[SUPPLIED TEXT]
Jesus Christ was and is that Savior. And only Jesus could do it, that gap (chasm) between us and God, after the Original Sin was too great for us to bridge.  No amount of prayer or good works on our part could repair that breach.  Only Jesus (both human and divine) could repair that breach.  And he bridged that gap between us and God with his cross. 

As we know Adam disobeyed God in the Garden of Eden, and all of Adam’s descendants have suffered the painful consequences.   Jesus obeyed God the Father in the Garden of Gethsemane and on the cross at Calvary, and his spiritual descendants have received from him the restoration of righteousness – a right relationship with God.  The gap has been bridged!

And this is something we need to be reminded of, to be reminded of what Christ has done for us, so that we don’t start taking it for granted.

[DATA SECTION]
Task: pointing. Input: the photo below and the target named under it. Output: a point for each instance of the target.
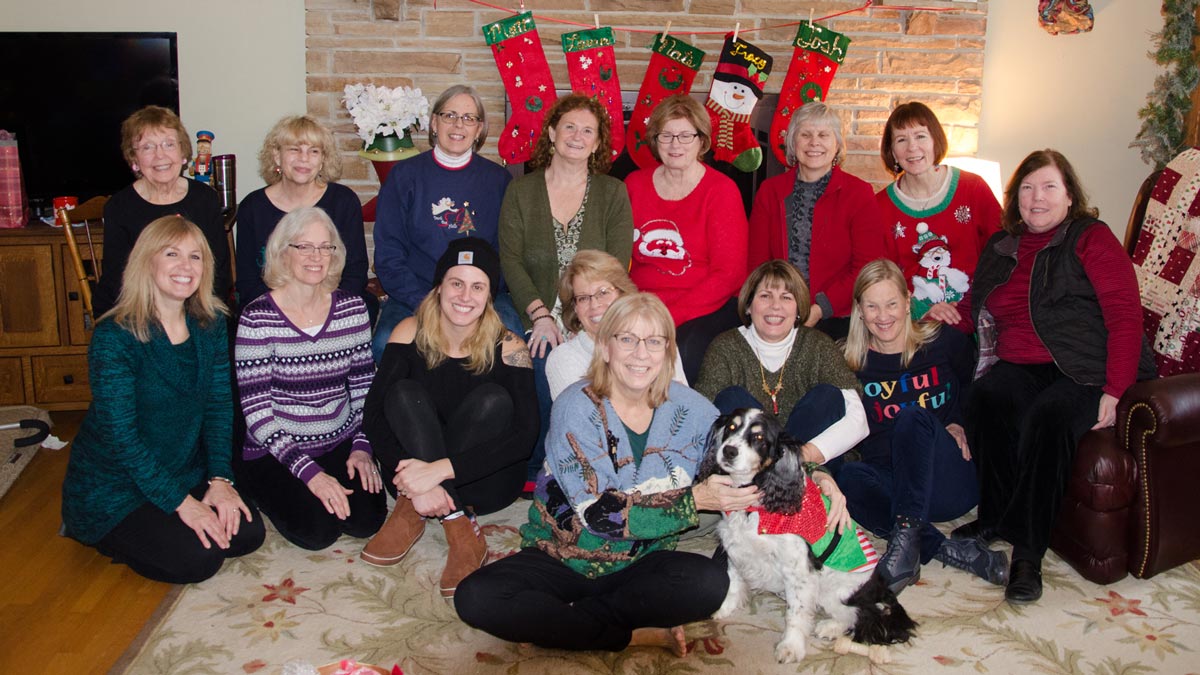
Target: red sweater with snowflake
(690, 252)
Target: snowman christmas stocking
(592, 67)
(672, 71)
(527, 82)
(817, 54)
(737, 87)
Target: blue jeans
(820, 407)
(923, 477)
(395, 311)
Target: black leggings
(157, 545)
(483, 418)
(299, 515)
(531, 597)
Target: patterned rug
(283, 603)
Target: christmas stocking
(527, 82)
(672, 70)
(737, 87)
(817, 54)
(592, 67)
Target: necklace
(779, 382)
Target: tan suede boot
(468, 549)
(402, 529)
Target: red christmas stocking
(672, 69)
(592, 67)
(527, 82)
(817, 54)
(737, 87)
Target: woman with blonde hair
(300, 163)
(916, 465)
(156, 147)
(598, 567)
(149, 482)
(304, 368)
(451, 413)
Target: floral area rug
(283, 603)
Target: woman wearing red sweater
(1067, 311)
(689, 230)
(821, 219)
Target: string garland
(867, 5)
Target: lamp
(987, 169)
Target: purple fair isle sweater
(303, 394)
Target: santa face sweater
(690, 252)
(303, 394)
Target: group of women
(568, 303)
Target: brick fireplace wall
(895, 55)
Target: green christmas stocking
(737, 88)
(817, 54)
(672, 70)
(592, 66)
(527, 82)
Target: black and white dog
(750, 447)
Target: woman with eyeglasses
(300, 163)
(304, 366)
(690, 232)
(793, 372)
(598, 567)
(565, 204)
(589, 286)
(157, 148)
(431, 199)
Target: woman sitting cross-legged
(451, 414)
(149, 482)
(916, 465)
(598, 568)
(790, 370)
(589, 286)
(304, 365)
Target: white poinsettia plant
(384, 111)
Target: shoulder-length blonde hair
(858, 341)
(772, 274)
(619, 318)
(136, 309)
(276, 272)
(299, 130)
(480, 346)
(594, 266)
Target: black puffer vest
(1063, 305)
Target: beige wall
(241, 64)
(1078, 94)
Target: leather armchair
(1132, 501)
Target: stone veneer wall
(895, 55)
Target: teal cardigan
(160, 423)
(528, 255)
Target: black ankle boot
(900, 565)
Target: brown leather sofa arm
(1158, 422)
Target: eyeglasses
(309, 249)
(598, 297)
(628, 342)
(149, 147)
(684, 138)
(467, 119)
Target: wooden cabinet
(43, 341)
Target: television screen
(65, 95)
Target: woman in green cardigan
(567, 204)
(149, 482)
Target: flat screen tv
(65, 95)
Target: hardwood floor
(64, 608)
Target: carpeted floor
(283, 603)
(13, 459)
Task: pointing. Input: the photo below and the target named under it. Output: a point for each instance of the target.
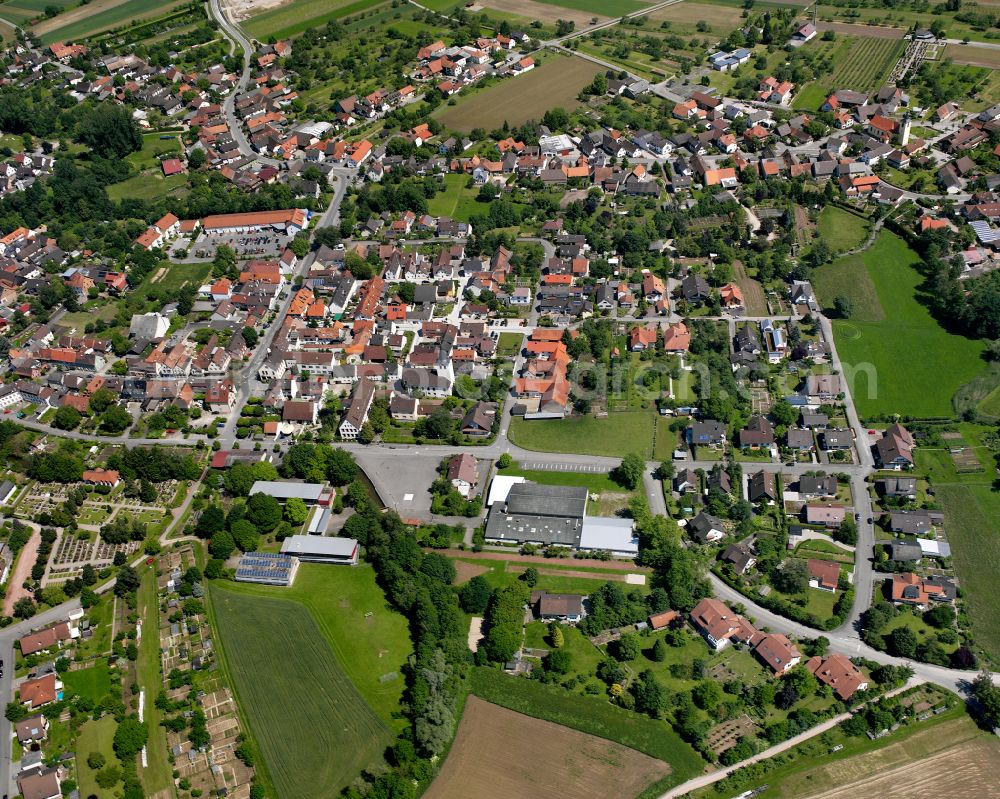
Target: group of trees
(62, 465)
(902, 641)
(244, 524)
(155, 464)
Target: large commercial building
(268, 568)
(290, 221)
(529, 513)
(322, 549)
(310, 493)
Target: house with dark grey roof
(695, 289)
(539, 514)
(708, 433)
(817, 485)
(911, 522)
(740, 557)
(720, 480)
(836, 438)
(900, 487)
(705, 528)
(799, 439)
(761, 487)
(905, 550)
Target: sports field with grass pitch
(918, 364)
(313, 727)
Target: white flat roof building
(322, 549)
(609, 533)
(500, 488)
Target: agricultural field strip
(273, 647)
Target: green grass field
(293, 18)
(972, 520)
(591, 715)
(457, 201)
(595, 483)
(811, 97)
(842, 230)
(149, 186)
(614, 436)
(501, 573)
(891, 362)
(313, 728)
(369, 640)
(94, 736)
(175, 276)
(91, 683)
(606, 8)
(153, 147)
(509, 345)
(117, 16)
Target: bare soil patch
(512, 569)
(962, 772)
(466, 571)
(74, 15)
(719, 17)
(499, 754)
(853, 29)
(954, 759)
(753, 292)
(543, 12)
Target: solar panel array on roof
(269, 568)
(984, 232)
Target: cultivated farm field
(499, 753)
(686, 15)
(964, 770)
(314, 729)
(297, 16)
(555, 83)
(608, 8)
(545, 12)
(99, 16)
(907, 350)
(863, 63)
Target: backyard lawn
(891, 361)
(457, 201)
(842, 230)
(93, 682)
(613, 436)
(149, 185)
(509, 345)
(94, 736)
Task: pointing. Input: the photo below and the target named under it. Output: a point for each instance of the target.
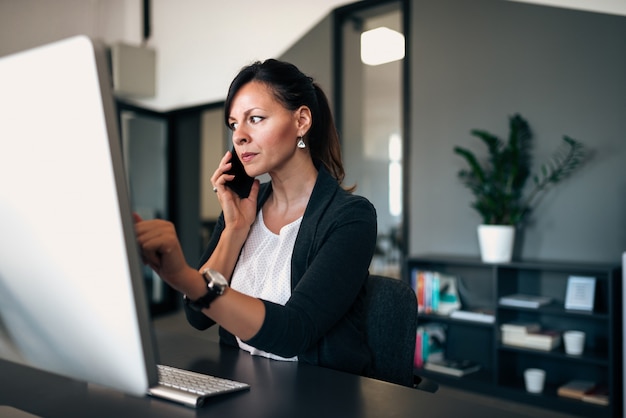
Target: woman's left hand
(161, 250)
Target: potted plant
(499, 182)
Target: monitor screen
(71, 292)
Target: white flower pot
(496, 243)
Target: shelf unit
(481, 285)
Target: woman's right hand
(238, 213)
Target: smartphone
(242, 183)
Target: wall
(476, 62)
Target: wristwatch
(216, 285)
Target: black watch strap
(213, 291)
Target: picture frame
(580, 293)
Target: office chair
(391, 324)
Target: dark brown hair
(293, 89)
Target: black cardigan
(323, 322)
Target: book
(576, 389)
(523, 327)
(540, 340)
(598, 395)
(478, 315)
(524, 301)
(436, 292)
(452, 367)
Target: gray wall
(474, 63)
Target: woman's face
(265, 133)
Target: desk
(278, 389)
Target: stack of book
(522, 300)
(586, 391)
(429, 343)
(453, 367)
(476, 315)
(529, 335)
(435, 292)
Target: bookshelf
(480, 287)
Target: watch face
(215, 278)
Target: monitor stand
(7, 411)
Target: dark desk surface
(278, 389)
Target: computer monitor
(71, 289)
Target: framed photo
(580, 293)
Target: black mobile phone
(242, 183)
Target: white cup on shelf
(574, 342)
(534, 379)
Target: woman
(296, 251)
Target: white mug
(534, 379)
(574, 342)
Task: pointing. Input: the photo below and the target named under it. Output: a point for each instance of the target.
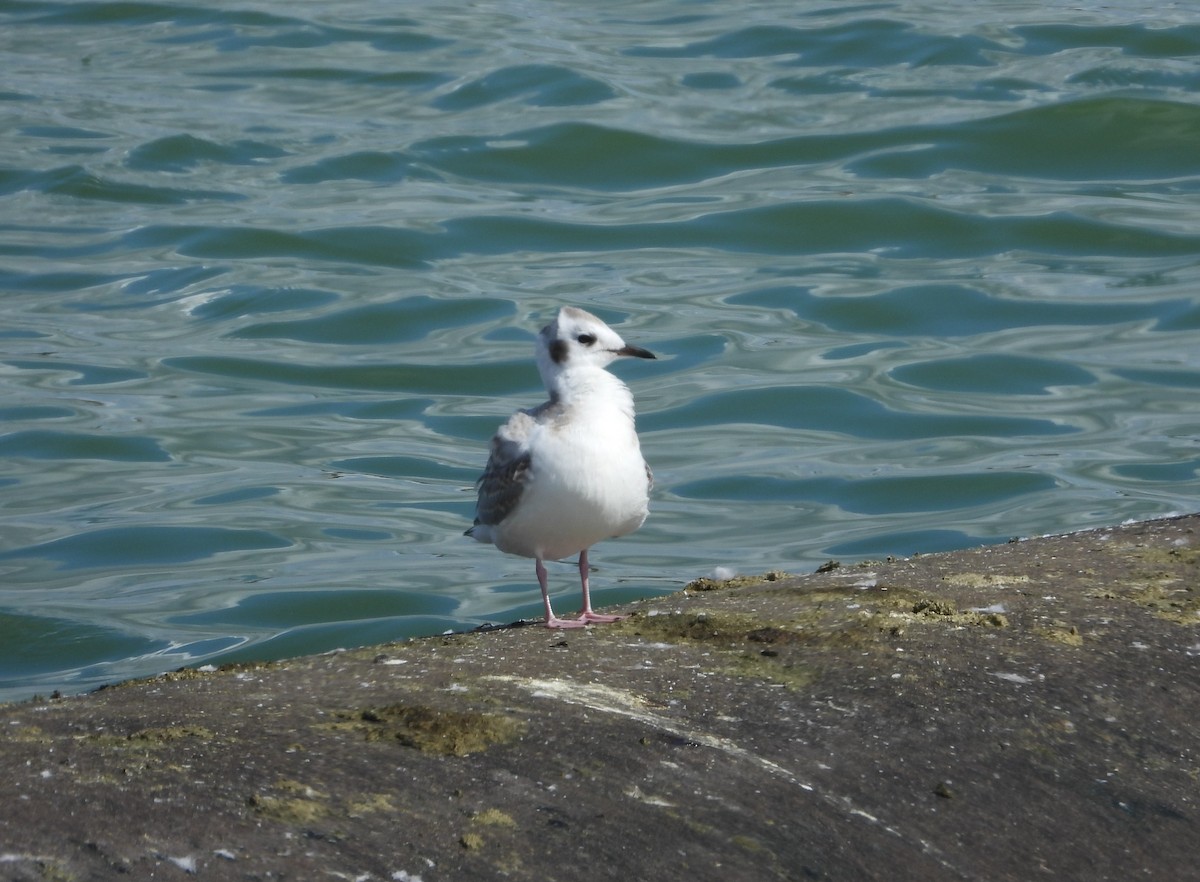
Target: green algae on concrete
(1005, 713)
(432, 730)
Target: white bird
(568, 473)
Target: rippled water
(921, 276)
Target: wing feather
(507, 473)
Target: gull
(568, 473)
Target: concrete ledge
(1018, 712)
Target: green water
(919, 276)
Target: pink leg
(587, 615)
(552, 621)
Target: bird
(565, 474)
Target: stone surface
(1017, 712)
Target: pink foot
(555, 622)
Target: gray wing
(507, 472)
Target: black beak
(635, 351)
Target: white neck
(593, 384)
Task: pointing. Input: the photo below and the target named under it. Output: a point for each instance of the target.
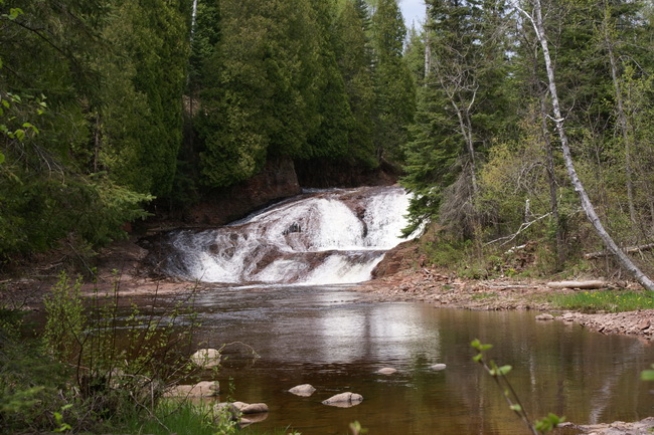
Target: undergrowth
(613, 301)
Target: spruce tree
(394, 86)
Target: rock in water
(304, 390)
(344, 400)
(206, 358)
(251, 408)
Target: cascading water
(326, 237)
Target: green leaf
(504, 370)
(548, 423)
(14, 13)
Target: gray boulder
(251, 408)
(206, 358)
(304, 390)
(344, 400)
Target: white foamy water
(329, 237)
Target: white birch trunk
(537, 21)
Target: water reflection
(336, 340)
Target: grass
(179, 417)
(613, 301)
(188, 418)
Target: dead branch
(523, 227)
(578, 284)
(627, 250)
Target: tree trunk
(623, 260)
(554, 201)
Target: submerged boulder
(251, 408)
(344, 400)
(304, 390)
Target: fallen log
(627, 250)
(593, 284)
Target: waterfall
(324, 237)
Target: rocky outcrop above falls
(277, 180)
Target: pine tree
(394, 86)
(260, 98)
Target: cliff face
(280, 178)
(276, 181)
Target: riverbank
(400, 278)
(447, 291)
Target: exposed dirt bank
(400, 277)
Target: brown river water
(336, 340)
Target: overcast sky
(413, 11)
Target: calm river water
(336, 340)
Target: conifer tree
(394, 86)
(260, 97)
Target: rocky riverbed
(402, 276)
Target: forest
(113, 110)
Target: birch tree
(533, 12)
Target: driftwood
(593, 284)
(627, 250)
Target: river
(307, 326)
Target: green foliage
(498, 373)
(65, 319)
(613, 301)
(395, 103)
(647, 375)
(357, 429)
(260, 95)
(181, 417)
(354, 56)
(114, 383)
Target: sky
(413, 11)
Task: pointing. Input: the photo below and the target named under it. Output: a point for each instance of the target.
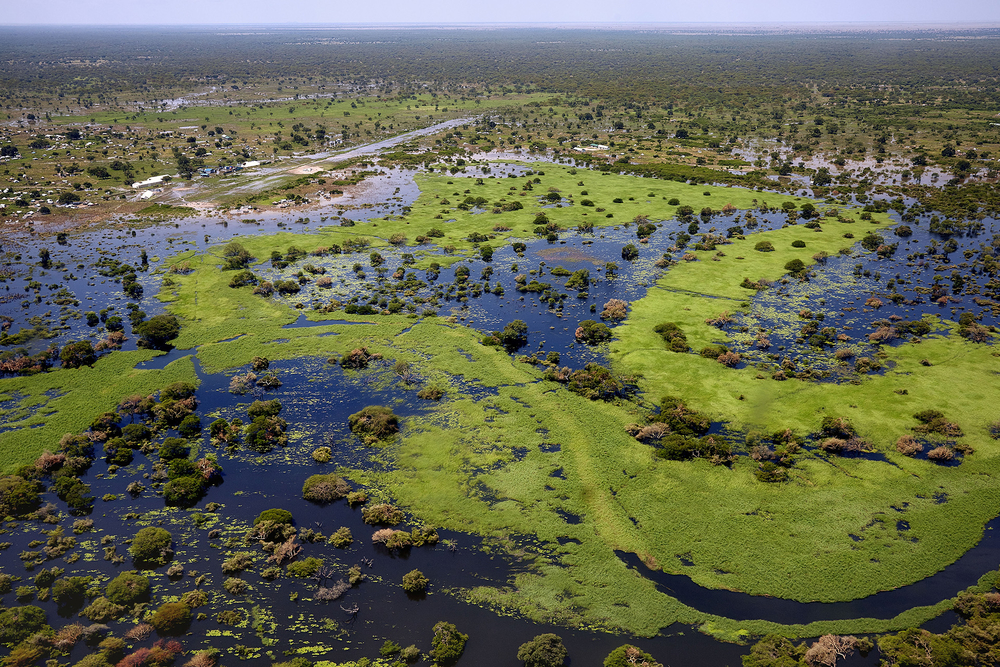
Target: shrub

[THE TASKS]
(a) In the passage about Christ as Savior:
(i) With what did Jesus bridge the gap between us and God?
(ii) In which garden did Adam disobey God?
(iii) What have Jesus's spiritual descendants received from him?
(b) Echo the passage about Christ as Savior from "As we know Adam" up to and including "it for granted.".
The records have nothing to do with the passage about Christ as Savior.

[EXPECTED RESULTS]
(a)
(i) His cross
(ii) The Garden of Eden
(iii) The restoration of righteousness, a right relationship with God

(b)
As we know Adam disobeyed God in the Garden of Eden, and all of Adam’s descendants have suffered the painful consequences.   Jesus obeyed God the Father in the Garden of Gethsemane and on the cross at Calvary, and his spiritual descendants have received from him the restoration of righteousness – a right relationship with God.  The gap has been bridged!

And this is something we need to be reminded of, to be reminded of what Christ has done for us, so that we don’t start taking it for granted.